* **WHAT YOU WILL DO**
Produce the records below again, word for word, but stop after the line that contains "Target: lawn".

*** Opening RECORDS FOR PROCESSING ***

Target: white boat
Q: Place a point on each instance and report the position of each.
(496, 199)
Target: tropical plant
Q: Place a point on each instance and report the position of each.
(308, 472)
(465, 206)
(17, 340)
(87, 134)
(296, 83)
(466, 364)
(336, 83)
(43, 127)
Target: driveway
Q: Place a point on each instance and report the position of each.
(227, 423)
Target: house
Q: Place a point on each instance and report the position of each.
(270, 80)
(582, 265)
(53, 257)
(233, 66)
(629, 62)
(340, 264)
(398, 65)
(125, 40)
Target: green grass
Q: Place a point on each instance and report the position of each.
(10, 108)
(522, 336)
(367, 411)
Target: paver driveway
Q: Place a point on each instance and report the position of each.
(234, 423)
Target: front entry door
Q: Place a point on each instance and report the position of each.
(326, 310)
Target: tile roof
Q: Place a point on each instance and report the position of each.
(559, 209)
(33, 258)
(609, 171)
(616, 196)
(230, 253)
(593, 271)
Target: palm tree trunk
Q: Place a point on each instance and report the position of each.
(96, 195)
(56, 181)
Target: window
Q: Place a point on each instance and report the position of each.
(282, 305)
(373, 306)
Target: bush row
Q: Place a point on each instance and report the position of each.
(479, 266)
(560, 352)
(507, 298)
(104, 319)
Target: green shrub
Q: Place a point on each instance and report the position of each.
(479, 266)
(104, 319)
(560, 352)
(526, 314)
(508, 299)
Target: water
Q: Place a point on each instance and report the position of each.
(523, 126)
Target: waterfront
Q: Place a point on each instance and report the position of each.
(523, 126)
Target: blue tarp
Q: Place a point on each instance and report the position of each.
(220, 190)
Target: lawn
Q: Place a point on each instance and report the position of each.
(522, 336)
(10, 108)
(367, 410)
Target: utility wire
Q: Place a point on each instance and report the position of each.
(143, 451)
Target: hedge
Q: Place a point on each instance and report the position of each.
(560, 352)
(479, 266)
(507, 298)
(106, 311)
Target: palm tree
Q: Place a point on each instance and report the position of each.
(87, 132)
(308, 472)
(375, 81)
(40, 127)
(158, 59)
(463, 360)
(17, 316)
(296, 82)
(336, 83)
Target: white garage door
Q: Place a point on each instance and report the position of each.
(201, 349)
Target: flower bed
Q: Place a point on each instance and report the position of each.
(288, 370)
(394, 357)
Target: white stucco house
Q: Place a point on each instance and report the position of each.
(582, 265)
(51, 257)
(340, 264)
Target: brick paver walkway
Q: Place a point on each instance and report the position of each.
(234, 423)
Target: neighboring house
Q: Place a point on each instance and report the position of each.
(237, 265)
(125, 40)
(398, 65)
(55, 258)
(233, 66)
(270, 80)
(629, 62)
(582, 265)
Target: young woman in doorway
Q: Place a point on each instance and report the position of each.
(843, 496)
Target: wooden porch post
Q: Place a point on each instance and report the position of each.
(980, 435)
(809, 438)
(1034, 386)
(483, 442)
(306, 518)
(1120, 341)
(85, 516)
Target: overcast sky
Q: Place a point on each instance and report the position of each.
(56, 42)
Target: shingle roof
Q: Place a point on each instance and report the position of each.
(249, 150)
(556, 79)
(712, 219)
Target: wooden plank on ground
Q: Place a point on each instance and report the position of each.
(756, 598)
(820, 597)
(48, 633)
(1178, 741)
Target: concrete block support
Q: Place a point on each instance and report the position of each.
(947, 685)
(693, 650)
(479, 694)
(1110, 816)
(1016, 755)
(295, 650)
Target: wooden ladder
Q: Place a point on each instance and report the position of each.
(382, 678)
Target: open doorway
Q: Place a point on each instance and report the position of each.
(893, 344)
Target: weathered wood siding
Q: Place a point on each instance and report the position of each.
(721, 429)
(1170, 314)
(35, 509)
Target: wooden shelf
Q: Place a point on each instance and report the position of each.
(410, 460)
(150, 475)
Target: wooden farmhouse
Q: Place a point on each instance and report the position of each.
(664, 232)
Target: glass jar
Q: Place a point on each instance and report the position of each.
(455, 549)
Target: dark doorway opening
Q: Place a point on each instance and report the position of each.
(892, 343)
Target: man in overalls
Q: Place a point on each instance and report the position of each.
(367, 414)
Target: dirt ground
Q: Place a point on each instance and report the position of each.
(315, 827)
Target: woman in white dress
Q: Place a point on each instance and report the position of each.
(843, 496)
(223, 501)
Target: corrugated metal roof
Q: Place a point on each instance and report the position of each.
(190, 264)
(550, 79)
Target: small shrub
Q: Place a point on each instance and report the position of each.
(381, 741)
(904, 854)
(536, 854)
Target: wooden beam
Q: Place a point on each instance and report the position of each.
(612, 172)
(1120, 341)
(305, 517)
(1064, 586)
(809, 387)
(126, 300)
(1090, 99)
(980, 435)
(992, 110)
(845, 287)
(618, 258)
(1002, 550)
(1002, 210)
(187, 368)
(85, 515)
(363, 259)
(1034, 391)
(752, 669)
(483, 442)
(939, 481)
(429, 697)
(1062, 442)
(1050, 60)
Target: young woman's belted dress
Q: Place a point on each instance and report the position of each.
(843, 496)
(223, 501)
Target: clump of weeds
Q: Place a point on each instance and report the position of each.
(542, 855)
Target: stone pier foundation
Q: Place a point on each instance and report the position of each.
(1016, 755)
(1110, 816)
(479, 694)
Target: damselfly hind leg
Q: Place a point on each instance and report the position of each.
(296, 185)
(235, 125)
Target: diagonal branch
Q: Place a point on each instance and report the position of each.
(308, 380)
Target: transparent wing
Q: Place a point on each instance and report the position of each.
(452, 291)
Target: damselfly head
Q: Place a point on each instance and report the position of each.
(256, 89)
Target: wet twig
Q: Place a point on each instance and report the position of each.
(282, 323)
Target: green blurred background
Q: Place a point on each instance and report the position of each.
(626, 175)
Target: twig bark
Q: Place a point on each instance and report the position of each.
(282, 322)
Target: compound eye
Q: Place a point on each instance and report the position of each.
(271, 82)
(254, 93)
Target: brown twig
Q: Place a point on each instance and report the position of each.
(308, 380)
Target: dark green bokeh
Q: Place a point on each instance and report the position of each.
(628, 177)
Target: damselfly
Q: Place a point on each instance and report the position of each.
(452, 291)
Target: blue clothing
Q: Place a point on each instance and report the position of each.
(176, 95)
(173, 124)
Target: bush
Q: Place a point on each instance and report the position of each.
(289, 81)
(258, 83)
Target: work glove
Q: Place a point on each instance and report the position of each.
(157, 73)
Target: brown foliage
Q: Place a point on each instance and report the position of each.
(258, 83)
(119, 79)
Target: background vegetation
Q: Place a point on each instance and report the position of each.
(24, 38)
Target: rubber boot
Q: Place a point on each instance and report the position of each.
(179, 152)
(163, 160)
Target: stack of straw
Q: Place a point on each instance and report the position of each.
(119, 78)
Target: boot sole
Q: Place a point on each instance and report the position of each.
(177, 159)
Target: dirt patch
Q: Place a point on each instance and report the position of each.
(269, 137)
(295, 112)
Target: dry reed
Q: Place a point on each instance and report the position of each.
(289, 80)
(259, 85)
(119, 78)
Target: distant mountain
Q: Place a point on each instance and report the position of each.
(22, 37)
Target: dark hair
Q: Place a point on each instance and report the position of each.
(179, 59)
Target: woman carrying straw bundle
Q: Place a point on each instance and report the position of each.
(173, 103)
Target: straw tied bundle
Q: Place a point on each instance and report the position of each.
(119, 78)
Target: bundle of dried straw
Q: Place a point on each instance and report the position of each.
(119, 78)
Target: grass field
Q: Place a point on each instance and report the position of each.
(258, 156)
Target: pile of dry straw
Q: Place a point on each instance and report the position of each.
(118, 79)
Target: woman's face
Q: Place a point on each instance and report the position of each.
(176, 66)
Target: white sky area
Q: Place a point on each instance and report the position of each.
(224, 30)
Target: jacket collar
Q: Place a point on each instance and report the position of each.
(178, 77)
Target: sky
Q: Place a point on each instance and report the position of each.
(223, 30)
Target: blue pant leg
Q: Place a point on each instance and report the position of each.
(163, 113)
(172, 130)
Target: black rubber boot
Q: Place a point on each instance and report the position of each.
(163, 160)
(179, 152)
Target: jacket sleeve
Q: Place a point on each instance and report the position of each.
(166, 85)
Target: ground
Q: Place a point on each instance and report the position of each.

*** Closing RECORDS FOR PROCESSING ***

* **FINAL ANSWER**
Target: white boat
Q: Place a point on each instance and report the position of each.
(496, 199)
Target: tropical plant
Q: Place a point on each instance and report the position of each.
(308, 472)
(465, 206)
(17, 340)
(87, 134)
(296, 83)
(466, 364)
(336, 83)
(43, 127)
Target: driveway
Q: Place a point on each instance and report the position of each.
(227, 423)
Target: house
Q: Place a point on each instance and report the position of each.
(270, 80)
(582, 265)
(53, 257)
(233, 66)
(629, 62)
(340, 264)
(398, 65)
(125, 40)
Target: green grass
Q: Place a point on each instance and report the position of each.
(10, 108)
(522, 336)
(367, 411)
Target: paver driveway
Q: Place a point on each instance and report the position of each.
(234, 423)
Target: front entry door
Q: Place a point on each instance and report the position of each.
(326, 310)
Target: tile roof
Q: Place a point on each instance and report the position of each.
(559, 209)
(33, 258)
(609, 171)
(616, 196)
(230, 253)
(593, 271)
Target: palm tree trunk
Q: Place a point on each instance and report the position of each.
(96, 195)
(56, 181)
Target: window
Q: Place a point on each instance and report the position of each.
(282, 305)
(373, 306)
Target: bush row
Q: Place a point on each instance and report the position of each.
(479, 266)
(560, 352)
(507, 298)
(104, 319)
Target: green shrub
Q: Place a point on each instance and report the position of each.
(479, 266)
(104, 319)
(560, 352)
(526, 314)
(508, 299)
Target: water
Q: Place a point on each instance and report the position of each.
(523, 126)
Target: waterfront
Q: Place a point on each instance and report the position of each.
(523, 126)
Target: blue tarp
Q: Place a point on each instance and report the position of each.
(220, 190)
Target: lawn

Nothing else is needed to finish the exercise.